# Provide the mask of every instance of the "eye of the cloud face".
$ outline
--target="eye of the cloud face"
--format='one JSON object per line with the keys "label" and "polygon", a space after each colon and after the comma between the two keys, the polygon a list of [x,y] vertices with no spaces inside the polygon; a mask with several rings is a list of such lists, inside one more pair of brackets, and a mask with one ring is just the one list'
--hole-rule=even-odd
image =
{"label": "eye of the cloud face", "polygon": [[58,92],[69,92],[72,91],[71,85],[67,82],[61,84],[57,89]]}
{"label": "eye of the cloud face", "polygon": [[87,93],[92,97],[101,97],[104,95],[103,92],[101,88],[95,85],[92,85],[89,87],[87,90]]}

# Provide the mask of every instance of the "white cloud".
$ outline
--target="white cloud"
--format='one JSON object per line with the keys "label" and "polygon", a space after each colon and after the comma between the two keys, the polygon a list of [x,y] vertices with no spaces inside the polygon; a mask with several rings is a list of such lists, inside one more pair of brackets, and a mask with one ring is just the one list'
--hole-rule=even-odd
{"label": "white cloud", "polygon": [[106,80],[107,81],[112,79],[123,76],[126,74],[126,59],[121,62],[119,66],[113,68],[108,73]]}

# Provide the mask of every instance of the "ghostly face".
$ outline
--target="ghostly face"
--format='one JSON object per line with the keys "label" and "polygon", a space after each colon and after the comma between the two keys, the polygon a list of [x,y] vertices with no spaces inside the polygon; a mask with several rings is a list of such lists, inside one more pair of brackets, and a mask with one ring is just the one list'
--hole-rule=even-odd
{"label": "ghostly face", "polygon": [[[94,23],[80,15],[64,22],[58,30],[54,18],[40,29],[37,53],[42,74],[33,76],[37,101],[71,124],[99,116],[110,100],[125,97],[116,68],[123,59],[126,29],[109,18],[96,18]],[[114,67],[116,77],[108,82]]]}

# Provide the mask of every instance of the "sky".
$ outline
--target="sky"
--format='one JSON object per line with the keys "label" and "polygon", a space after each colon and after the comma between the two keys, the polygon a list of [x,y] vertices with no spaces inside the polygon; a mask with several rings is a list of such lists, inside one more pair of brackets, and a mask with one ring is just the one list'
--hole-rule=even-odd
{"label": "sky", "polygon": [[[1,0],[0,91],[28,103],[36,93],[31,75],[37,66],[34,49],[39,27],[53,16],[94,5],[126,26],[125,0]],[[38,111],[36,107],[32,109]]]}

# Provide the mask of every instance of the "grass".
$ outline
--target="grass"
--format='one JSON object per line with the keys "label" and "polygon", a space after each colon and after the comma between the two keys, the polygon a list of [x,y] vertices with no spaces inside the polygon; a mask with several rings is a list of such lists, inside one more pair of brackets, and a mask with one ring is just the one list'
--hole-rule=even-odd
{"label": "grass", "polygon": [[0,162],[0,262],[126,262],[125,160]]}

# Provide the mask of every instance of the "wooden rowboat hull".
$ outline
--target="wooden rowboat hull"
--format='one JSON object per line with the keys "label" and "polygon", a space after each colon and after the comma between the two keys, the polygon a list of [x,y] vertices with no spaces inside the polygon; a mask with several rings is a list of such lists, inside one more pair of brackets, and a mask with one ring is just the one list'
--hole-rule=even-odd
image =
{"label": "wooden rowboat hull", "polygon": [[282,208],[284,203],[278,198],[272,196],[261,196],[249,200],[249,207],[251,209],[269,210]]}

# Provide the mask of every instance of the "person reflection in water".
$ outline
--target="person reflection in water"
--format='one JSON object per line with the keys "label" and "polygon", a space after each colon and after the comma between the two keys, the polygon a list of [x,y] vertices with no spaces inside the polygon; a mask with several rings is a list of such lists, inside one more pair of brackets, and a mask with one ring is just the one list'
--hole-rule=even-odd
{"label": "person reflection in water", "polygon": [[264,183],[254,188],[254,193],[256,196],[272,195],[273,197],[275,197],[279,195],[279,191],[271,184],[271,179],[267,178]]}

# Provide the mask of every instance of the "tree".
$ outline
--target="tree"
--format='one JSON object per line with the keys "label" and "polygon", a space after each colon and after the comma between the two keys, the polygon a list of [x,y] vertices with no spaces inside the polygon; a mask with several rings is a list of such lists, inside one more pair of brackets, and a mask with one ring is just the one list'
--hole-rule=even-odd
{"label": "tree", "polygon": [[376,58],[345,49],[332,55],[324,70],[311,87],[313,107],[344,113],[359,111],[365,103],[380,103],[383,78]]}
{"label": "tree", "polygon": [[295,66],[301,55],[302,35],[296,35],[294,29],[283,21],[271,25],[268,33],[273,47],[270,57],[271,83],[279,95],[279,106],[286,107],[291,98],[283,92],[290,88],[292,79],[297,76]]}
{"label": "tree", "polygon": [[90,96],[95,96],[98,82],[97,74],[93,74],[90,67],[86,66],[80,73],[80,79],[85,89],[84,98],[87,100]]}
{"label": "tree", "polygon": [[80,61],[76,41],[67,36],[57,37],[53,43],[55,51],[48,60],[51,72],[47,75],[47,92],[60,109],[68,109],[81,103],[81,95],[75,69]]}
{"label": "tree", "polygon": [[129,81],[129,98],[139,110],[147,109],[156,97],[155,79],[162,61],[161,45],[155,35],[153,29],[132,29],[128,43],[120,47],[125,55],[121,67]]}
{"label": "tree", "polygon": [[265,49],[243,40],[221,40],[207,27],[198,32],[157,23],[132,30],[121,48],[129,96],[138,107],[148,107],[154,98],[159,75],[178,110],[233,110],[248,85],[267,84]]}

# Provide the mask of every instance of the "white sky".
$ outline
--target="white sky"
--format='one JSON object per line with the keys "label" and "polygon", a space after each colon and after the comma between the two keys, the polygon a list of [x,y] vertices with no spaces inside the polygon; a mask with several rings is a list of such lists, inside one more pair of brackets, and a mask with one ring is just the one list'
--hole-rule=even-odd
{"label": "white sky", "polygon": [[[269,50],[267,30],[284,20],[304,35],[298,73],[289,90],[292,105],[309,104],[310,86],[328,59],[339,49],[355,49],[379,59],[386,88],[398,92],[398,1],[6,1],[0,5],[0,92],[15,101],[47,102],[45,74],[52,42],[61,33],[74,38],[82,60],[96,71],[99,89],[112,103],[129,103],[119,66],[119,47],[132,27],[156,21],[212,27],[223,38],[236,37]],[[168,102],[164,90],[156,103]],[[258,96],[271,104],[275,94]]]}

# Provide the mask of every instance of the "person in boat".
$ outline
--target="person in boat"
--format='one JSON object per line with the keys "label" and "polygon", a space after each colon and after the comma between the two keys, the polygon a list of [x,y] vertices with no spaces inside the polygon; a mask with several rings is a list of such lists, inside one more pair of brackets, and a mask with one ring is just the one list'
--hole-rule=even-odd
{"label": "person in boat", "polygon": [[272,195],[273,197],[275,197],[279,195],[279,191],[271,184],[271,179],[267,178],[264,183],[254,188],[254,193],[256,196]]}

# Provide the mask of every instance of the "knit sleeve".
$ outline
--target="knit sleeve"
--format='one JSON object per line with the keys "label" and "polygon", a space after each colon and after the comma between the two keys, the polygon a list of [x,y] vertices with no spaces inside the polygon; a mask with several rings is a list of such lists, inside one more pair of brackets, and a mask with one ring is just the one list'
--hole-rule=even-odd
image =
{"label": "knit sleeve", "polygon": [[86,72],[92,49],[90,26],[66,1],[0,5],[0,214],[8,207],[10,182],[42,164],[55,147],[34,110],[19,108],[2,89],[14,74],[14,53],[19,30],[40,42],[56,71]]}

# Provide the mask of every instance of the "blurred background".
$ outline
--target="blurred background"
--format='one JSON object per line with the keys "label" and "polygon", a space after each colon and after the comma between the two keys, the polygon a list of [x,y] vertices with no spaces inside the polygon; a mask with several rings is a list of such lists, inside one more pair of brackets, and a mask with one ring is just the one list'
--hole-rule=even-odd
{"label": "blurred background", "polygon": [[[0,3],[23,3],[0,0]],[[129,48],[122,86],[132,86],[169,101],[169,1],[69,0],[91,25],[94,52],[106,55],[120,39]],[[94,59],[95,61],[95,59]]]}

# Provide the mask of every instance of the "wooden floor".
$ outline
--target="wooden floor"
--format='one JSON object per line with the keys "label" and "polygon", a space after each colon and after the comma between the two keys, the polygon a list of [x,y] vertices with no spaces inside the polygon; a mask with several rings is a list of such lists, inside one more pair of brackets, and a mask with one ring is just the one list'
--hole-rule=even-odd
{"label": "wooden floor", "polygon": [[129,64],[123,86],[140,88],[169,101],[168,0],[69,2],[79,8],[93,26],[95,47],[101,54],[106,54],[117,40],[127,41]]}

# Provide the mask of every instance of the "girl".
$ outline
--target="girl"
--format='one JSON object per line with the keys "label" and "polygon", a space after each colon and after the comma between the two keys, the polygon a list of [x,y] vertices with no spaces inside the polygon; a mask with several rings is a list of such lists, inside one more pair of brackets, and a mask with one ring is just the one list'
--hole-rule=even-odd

(OBJECTIVE)
Pull out each line of the records containing the string "girl", matching case.

(EXERCISE ANSWER)
# Provide the mask of every instance of the "girl".
--target="girl"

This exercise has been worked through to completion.